§ **Passage to read**:

········

Addressing the full range of use cases

Remi Forax forax at univ-mlv.fr
Wed Oct 6 09:56:27 UTC 2021


----- Original Message -----
> From: "daniel smith" <daniel.smith at oracle.com>
> To: "valhalla-spec-experts" <valhalla-spec-experts at openjdk.java.net>
> Sent: Mardi 5 Octobre 2021 01:34:37
> Subject: Addressing the full range of use cases

> When we talk about use cases for Valhalla, we've often considered a very broad
> set of class abstractions that represent immutable, identity-free data. JEP 401
> mentions varieties of integers and floats, points, dates and times, tuples,
> records, subarrays, cursors, etc. However, as shorthand this broad set often
> gets reduced to an example like Point or Int128, and these latter examples are
> not necessarily representative of all candidate value types.

yes !

> 
> Specifically, our favorite example classes have a property that doesn't
> generalize: they'll happily accept any combination of field values as a valid
> instance. (In fact, they're even happy to accept any combination of *bits* of
> the appropriate length.) Many candidate primitive classes don't have this
> property—the constructors do important validation work, and only certain
> combinations of fields are allowed to represent valid instances.

I now believe the mantra "code like a class acts as an int" is harmful.
A class provides encapsulation, an int has no encapsulation, there is a mismatch.

> 
> Related areas of concern that we've had on the radar for awhile:
> 
> - The "all zeros is your default value" strategy forces an all-zero instance
> into the class's value set, even if that doesn't make sense for the class. Many
> candidate classes have no reasonable default at all, leading naturally to wish
> for "null is your default value" (or other, more exotic, strategies involving
> revisiting the idea that every type has a default value). We've provided
> 'P.ref' for those use sites that *need* null, but haven't provided a complete
> story for value types that want it to be *their* default value, too.

········

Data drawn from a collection
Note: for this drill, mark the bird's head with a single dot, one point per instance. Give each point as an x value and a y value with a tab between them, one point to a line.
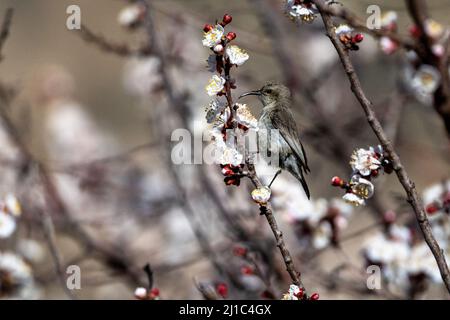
270	93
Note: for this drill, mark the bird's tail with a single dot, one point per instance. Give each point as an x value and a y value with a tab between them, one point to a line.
304	184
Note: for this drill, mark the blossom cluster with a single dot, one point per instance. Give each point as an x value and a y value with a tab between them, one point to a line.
10	210
227	120
367	164
348	37
301	10
420	78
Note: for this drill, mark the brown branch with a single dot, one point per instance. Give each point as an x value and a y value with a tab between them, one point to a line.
419	14
354	21
266	210
403	177
5	28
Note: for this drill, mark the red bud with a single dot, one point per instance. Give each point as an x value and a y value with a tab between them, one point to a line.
231	36
222	289
207	27
227	19
246	270
432	208
300	294
358	37
336	181
314	296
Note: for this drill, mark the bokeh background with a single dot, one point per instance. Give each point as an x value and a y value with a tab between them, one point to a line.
77	107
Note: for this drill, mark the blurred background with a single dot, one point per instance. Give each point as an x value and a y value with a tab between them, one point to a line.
85	153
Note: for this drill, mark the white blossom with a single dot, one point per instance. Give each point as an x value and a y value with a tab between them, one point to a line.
305	13
364	161
433	28
236	55
213	36
213	110
292	293
215	85
261	195
361	187
426	80
130	15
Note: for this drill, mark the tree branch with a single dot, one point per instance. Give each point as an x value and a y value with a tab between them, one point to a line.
408	185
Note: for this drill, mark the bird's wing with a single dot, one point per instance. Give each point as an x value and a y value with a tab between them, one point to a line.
289	132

········

§ **Given instruction 1**:
Answer these questions about the Valhalla message:
(a) Which JEP does the quoted text say mentions varieties of integers and floats, points, dates and times?
(b) What mantra does the reply say is now believed to be harmful?
(c) What has been provided for use sites that need null?
§ **Given instruction 2**:
Continue the Valhalla message from its final sentence onward.

§ **Exercise answer 1**:
(a) JEP 401
(b) "code like a class acts as an int"
(c) 'P.ref'

§ **Exercise answer 2**:
> 
> - Non-atomic heap updates can be used to create new instances that arbitrary
> combine previously-validated instances' fields. There is no guarantee that the
> new combination of fields is semantically valid. Again, while there's precedent
> for this with 'double' and 'long' (JLS 17.7), those are special cases that
> don't generalize—any combination of double bit fields is *still a valid
> double*. (This is usually described as "tearing", although JLS 17.6 has
> something else in mind when it uses that word...) The language provides
> 'volatile' as a use-site opt-in to atomicity, and we've toyed with a
> declaration-site opt-in as well. But object integrity being "off" by default
> may not be ideal.
> 
> - Existing class types like LocalDate are both nullable and atomic. These are
> useful properties to preserve during migration; nullability, in particular, is
> essential for source compatibility. We've provided reference-default
> declarations as a mechanism to make reference types (which have these
> properties) the default, with 'P.val' as an opt-in to value types. But in doing
> so we take away the many benefits of value types by default, and force new code
> to work with the "bad name".

The existing class LocalDate is not atomic per se, atomic in Java implies volatile and currently if a LocalDate field is updated in one thread, another thread may never see that update.
LocalDate is currently not tearable, a QLocalDate; is tearable in case of racy code.

And yes, nullablibilty is a huge compatibility issue.

> 
> While we can provide enough knobs to accommodate all of these special cases,
> we're left with a complex user model which asks class authors to make n
> different choices they may not immediately grasp the consequences of, and class
> users to keep 2^n different categories straight in their heads.

yes !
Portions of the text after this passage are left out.